> _Aim of the exercise_: The pictures are to be dropped, and the records below are to be restated word for word.

Records provided Start Marker

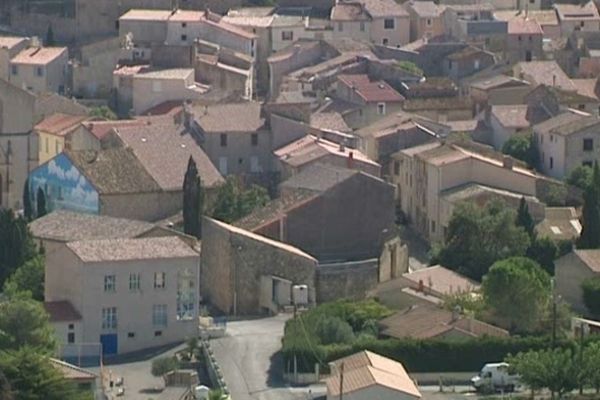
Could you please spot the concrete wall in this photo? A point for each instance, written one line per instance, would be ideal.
(570, 272)
(233, 262)
(350, 280)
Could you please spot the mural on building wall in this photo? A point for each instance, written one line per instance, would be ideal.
(63, 186)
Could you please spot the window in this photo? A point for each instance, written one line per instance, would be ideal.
(110, 283)
(159, 315)
(159, 280)
(254, 166)
(134, 282)
(109, 318)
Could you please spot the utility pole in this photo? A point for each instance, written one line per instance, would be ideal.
(342, 381)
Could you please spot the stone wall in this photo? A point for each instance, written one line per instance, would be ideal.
(351, 280)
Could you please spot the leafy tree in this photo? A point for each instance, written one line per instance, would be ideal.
(25, 323)
(16, 243)
(234, 202)
(193, 200)
(332, 330)
(50, 37)
(163, 365)
(29, 277)
(27, 210)
(31, 376)
(41, 203)
(554, 369)
(517, 290)
(522, 147)
(479, 236)
(581, 177)
(590, 218)
(591, 295)
(103, 112)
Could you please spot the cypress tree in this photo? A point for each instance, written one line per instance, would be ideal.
(41, 203)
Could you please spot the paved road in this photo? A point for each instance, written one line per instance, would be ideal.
(251, 366)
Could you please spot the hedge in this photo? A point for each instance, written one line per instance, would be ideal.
(423, 355)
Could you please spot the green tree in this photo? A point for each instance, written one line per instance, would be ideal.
(479, 236)
(27, 210)
(234, 202)
(41, 203)
(25, 323)
(591, 295)
(590, 216)
(50, 37)
(32, 376)
(581, 177)
(522, 147)
(554, 369)
(161, 366)
(16, 243)
(193, 200)
(29, 277)
(103, 112)
(517, 290)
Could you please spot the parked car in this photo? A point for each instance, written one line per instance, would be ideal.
(495, 377)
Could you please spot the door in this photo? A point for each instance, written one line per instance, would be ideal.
(109, 344)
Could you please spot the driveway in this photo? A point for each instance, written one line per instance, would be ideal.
(252, 368)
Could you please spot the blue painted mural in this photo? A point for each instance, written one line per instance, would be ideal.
(64, 187)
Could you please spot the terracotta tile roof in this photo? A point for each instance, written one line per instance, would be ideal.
(164, 150)
(113, 171)
(513, 116)
(60, 311)
(230, 117)
(38, 55)
(151, 248)
(524, 26)
(59, 124)
(72, 372)
(430, 321)
(349, 12)
(560, 223)
(384, 8)
(68, 226)
(371, 91)
(441, 281)
(365, 369)
(590, 257)
(576, 11)
(11, 41)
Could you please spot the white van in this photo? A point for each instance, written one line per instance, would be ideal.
(495, 376)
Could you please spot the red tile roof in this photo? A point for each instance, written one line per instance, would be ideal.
(60, 311)
(371, 91)
(59, 124)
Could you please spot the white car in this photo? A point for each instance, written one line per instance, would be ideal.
(495, 376)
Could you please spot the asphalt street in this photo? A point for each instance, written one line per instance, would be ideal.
(252, 368)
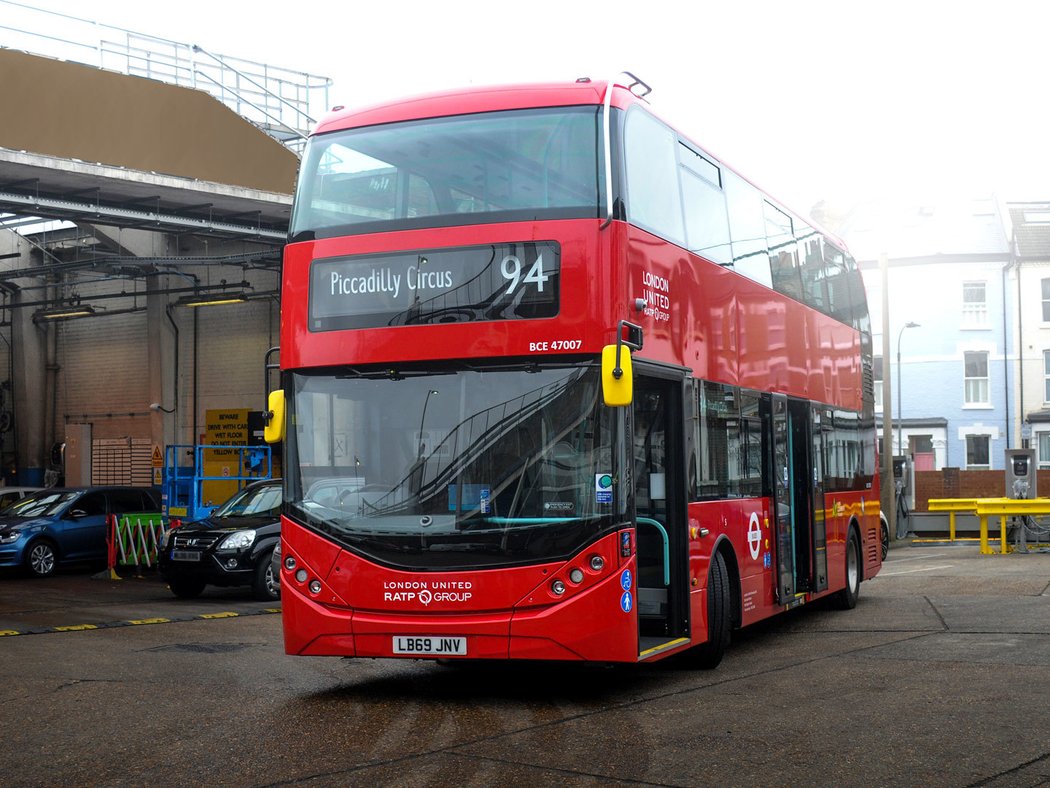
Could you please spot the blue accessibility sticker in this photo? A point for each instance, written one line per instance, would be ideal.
(627, 601)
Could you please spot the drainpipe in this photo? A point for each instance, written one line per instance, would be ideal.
(1021, 355)
(1006, 361)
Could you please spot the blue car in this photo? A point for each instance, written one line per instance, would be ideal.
(65, 525)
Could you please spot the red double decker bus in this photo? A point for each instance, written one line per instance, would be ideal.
(560, 385)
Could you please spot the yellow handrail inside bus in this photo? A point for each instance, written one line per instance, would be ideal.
(667, 545)
(273, 432)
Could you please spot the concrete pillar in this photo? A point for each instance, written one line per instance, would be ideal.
(30, 392)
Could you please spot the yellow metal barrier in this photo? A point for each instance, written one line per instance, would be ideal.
(985, 507)
(952, 506)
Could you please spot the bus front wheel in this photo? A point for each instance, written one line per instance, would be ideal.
(708, 655)
(846, 599)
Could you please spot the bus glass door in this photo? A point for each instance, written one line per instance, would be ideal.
(657, 424)
(797, 492)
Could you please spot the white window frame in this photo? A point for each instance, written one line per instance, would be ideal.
(1042, 457)
(974, 313)
(1046, 378)
(966, 441)
(981, 387)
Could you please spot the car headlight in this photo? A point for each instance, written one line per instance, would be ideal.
(237, 540)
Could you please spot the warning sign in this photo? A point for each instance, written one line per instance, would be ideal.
(223, 428)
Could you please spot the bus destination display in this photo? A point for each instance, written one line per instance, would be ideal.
(496, 282)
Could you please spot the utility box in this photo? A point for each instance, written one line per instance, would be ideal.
(1021, 473)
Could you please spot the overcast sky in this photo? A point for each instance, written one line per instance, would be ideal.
(840, 101)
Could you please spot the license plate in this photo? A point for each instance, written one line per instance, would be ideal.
(431, 645)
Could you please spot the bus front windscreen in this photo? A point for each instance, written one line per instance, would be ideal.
(457, 469)
(506, 166)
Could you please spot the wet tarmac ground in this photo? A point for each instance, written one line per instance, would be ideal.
(941, 676)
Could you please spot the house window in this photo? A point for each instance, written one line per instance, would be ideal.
(974, 305)
(1043, 444)
(877, 374)
(1046, 378)
(977, 453)
(975, 377)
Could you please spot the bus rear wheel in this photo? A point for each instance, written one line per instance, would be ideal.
(707, 656)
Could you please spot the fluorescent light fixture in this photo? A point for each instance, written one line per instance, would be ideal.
(63, 313)
(211, 301)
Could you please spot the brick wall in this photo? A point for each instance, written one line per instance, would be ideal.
(952, 482)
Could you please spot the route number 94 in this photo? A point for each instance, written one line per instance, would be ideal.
(511, 270)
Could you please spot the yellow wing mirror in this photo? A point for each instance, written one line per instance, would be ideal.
(273, 432)
(617, 373)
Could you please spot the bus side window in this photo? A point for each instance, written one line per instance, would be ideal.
(707, 219)
(783, 253)
(652, 177)
(747, 231)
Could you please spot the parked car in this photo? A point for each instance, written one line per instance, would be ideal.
(13, 495)
(232, 546)
(65, 524)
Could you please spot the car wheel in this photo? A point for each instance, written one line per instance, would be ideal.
(186, 588)
(41, 559)
(267, 584)
(708, 655)
(846, 599)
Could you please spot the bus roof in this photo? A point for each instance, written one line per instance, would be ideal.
(468, 100)
(496, 98)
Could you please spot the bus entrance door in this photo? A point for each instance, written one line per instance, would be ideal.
(797, 499)
(659, 504)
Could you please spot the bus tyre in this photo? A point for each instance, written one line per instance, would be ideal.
(846, 599)
(708, 655)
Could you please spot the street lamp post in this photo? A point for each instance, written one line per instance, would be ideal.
(900, 440)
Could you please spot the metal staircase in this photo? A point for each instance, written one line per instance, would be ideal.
(281, 102)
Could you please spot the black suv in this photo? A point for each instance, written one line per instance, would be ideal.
(231, 546)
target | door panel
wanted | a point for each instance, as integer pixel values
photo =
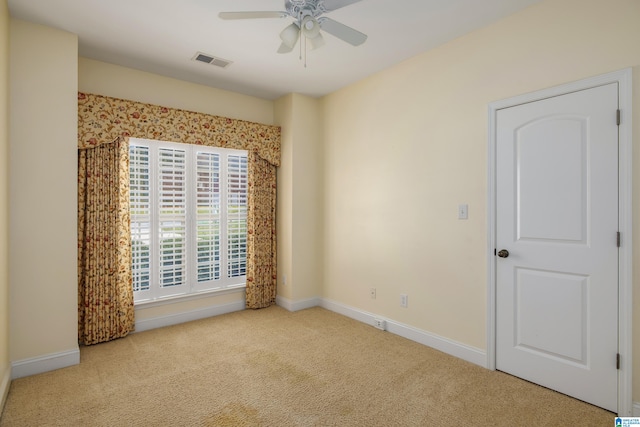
(557, 215)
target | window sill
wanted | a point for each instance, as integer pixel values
(189, 297)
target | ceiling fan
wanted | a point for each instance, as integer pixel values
(308, 22)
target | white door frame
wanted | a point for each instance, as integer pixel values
(625, 303)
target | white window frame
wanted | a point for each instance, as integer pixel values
(191, 285)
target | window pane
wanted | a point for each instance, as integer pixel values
(237, 215)
(208, 212)
(140, 216)
(172, 216)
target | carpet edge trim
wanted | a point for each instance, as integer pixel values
(453, 348)
(46, 363)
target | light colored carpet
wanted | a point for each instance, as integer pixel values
(275, 368)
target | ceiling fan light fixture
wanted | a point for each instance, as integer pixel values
(289, 36)
(310, 27)
(317, 41)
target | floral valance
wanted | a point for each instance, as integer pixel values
(102, 119)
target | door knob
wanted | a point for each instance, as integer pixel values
(503, 253)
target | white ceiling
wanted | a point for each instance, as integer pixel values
(162, 36)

Records provided End Marker

> _Response area_:
Could you please spot the concrete wall in this photo? A point for each instance, written one line per instance, would be ideal.
(570, 272)
(233, 262)
(350, 280)
Could you please spot the mural on building wall in this photo? A point for each instance, written one line per instance, would be ideal.
(63, 186)
Could you please spot the window in this photo? A point for each instance, written one line per instance, would be ideal.
(110, 283)
(159, 315)
(159, 280)
(254, 166)
(134, 282)
(109, 318)
Could you please spot the utility pole in this photo? A point for each instance, written one line per instance, would be ideal.
(342, 381)
Could you please spot the stone wall in this photo? A point for each instance, written one line per instance, would be ideal.
(351, 280)
Could you please spot the leafy tree in this photo? A point for each instance, written one line per instance, would be ideal.
(25, 323)
(16, 243)
(234, 202)
(193, 200)
(332, 330)
(50, 37)
(163, 365)
(29, 277)
(27, 210)
(31, 376)
(41, 203)
(554, 369)
(517, 290)
(522, 147)
(479, 236)
(581, 177)
(590, 218)
(591, 295)
(103, 112)
Could you please spot the cypress tree in this photo? A point for each instance, written one line per instance, would be ideal.
(41, 203)
Could you please spot the paved road in this photo? A point for each instance, written one line per instance, would be ideal.
(251, 366)
Could you please spot the hedge in this photo? A point for each instance, written one line per instance, would be ideal.
(423, 355)
Could you please spot the green tree in this photo? A point for each instance, written one line per instance, would be ideal.
(479, 236)
(27, 210)
(234, 202)
(41, 203)
(25, 323)
(591, 295)
(590, 216)
(50, 37)
(32, 376)
(581, 177)
(522, 147)
(554, 369)
(161, 366)
(16, 243)
(193, 200)
(29, 277)
(103, 112)
(517, 290)
Could you please spot the parked car in this photo? A point for each instance, written one line per instance, would be ideal.
(495, 377)
Could you please spot the door in this photo? A point for each instance, written one line per instance, would be ideal.
(109, 344)
Could you please spot the driveway in this photo? A point for each instance, written one line per instance, would be ideal.
(252, 368)
Could you please spot the blue painted mural in this photo? A point for each instance, written one line per instance, would be ideal.
(64, 187)
Could you please spot the terracotta tile roof in this photo? A point for each instance, written one line per instance, would be ideal.
(164, 150)
(113, 171)
(513, 116)
(60, 311)
(230, 117)
(38, 55)
(151, 248)
(524, 26)
(59, 124)
(72, 372)
(430, 321)
(349, 12)
(560, 223)
(384, 8)
(68, 226)
(371, 91)
(441, 281)
(365, 369)
(590, 257)
(576, 11)
(11, 41)
Could you please spot the white van in this photo? A point for each instance, written one line per instance, would be ideal.
(495, 376)
Could you please spot the red tile roof in this photo? A point for each instance, written one line per instance, would be ideal.
(60, 311)
(371, 91)
(59, 124)
Could you please spot the white car in this photo? A point for each instance, written one line per instance, would be ideal.
(495, 376)
Could you please spot the asphalt street in this photo? A point for each instance, written one line per instance, would be ideal.
(252, 368)
Could you please spot the blue accessibility sticker in this photo? A point for each instance, written one line per instance, would be ideal.
(627, 601)
Could you please spot the drainpipe in this photo? A point for each instance, written one line per instance, would be ideal.
(1021, 355)
(1006, 361)
Could you please spot the blue car in this photo? A point for each instance, written one line per instance, would be ideal.
(65, 525)
Could you please spot the red double decker bus in this photo? A point for each instance, written one line per instance, would be ideal.
(560, 385)
Could you please spot the yellow handrail inside bus in this photo? A point for each instance, written one line per instance, would be ideal.
(667, 545)
(273, 432)
Could you please spot the concrete pillar in this photo? A point for each instance, written one line per instance, would be ideal.
(30, 392)
Could you please spot the yellow metal barrier in this photo? A point for each instance, written one line per instance, would be ideal.
(985, 507)
(952, 506)
Could you please spot the bus front wheel in this photo? A point for each instance, written one line per instance, would be ideal.
(708, 655)
(846, 599)
Could you please spot the bus glass door in this photo? A point for each instance, written one line per instance, would be ideal.
(657, 424)
(797, 492)
Could you please spot the white window frame in this photo? A point for each instance, written one line per instance, would be ideal.
(1042, 457)
(974, 313)
(1046, 378)
(966, 441)
(981, 387)
Could you please spot the car headlight in this photo? A point for each instance, written one line per instance, would be ideal.
(237, 540)
Could you please spot the warning sign in this photo? A point for each instance, written one line per instance, would be ideal.
(223, 428)
Could you please spot the bus destination display in this photo? A point for each instance, written one line per instance, would be ideal.
(496, 282)
Could you please spot the utility box in this photo? A point for each instance, written one line per instance, would be ideal.
(1021, 473)
Could you please spot the overcast sky in this photo? A point for each instance, written one line per instance, would be ideal.
(840, 101)
Could you please spot the license plate in this photo? A point for each instance, written one line per instance, would be ideal.
(431, 645)
Could you please spot the bus front windscreen in this photo? A point for each instance, written one line per instance, would be ideal.
(457, 469)
(506, 166)
Could you please spot the wet tarmac ground in this photo? A point for each instance, written one line per instance, would be ideal.
(941, 676)
Could you please spot the house window in this photo? A point for each instance, written one line per instance, would be ideal.
(974, 305)
(1043, 444)
(877, 374)
(1046, 378)
(977, 453)
(975, 377)
Could you please spot the bus rear wheel in this photo? A point for each instance, written one line per instance, would be ideal.
(707, 656)
Could you please spot the fluorescent light fixture in this photo? A point for each instance, written one line per instance, would be ideal.
(63, 313)
(211, 301)
Could you please spot the brick wall in this photo? A point for each instance, written one line per instance, would be ideal.
(952, 482)
Could you please spot the route number 94 in this photo? A point for each instance, written one line per instance, would be ideal.
(511, 270)
Could you please spot the yellow wing mirror in this photo? A point for each instance, written one line per instance, would be ideal.
(273, 432)
(617, 373)
Could you please spot the bus side window in this photo? A point for each instance, written one line per instance, would be ideal.
(707, 219)
(783, 253)
(652, 177)
(747, 231)
Could you please spot the parked car in this photo? A point for each instance, written one line per instance, would be ideal.
(13, 495)
(232, 546)
(65, 524)
Could you please spot the car wheel in this photo? A point for each instance, written one line per instance, would be ideal.
(186, 588)
(41, 559)
(267, 584)
(708, 655)
(846, 599)
Could you please spot the bus roof in this photo? A point for each instance, written one line per instance, would be ideal.
(468, 100)
(496, 98)
Could you please spot the bus entrance door in this photo? A point for each instance, written one line per instance, would be ideal.
(797, 499)
(659, 504)
Could you please spot the bus tyre in this photo? A point for each instance, written one line per instance, would be ideal.
(846, 599)
(708, 655)
Could you please spot the street lamp post in this photo? A point for each instance, written one line per instance, would be ideal.
(900, 440)
Could you please spot the metal staircase in this photo? A point for each instance, written one line per instance, would be ideal.
(281, 102)
Could you please spot the black suv in this photo? A point for each instance, written one line per instance, would be ideal.
(231, 546)
target | door panel
wanted | a point for each instance, as integer pixel values
photo =
(557, 215)
target | window sill
wanted | a point for each instance, as integer pixel values
(189, 297)
target | ceiling fan
wanted | a point for each instance, as integer pixel values
(308, 22)
target | white door frame
wanted | a point for each instance, as integer pixel values
(625, 303)
target | white window frame
wanted | a point for each instance, as integer pixel values
(191, 285)
target | window pane
wanted | a point for each instance, as integer pixel values
(237, 215)
(208, 212)
(140, 216)
(172, 216)
target | carpet edge trim
wanted | a point for each instance, as integer pixel values
(453, 348)
(46, 363)
target | light colored carpet
wanted | a point for each instance, as integer pixel values
(275, 368)
target | ceiling fan light fixture
wanted | a point for each instance, as integer pixel values
(289, 36)
(310, 27)
(317, 41)
target | floral valance
wanted | a point for each instance, as integer pixel values
(102, 119)
target | door knob
wanted | a point for each instance, as integer pixel values
(503, 253)
target | white ceiling
wanted | a point for each instance, as integer pixel values
(162, 36)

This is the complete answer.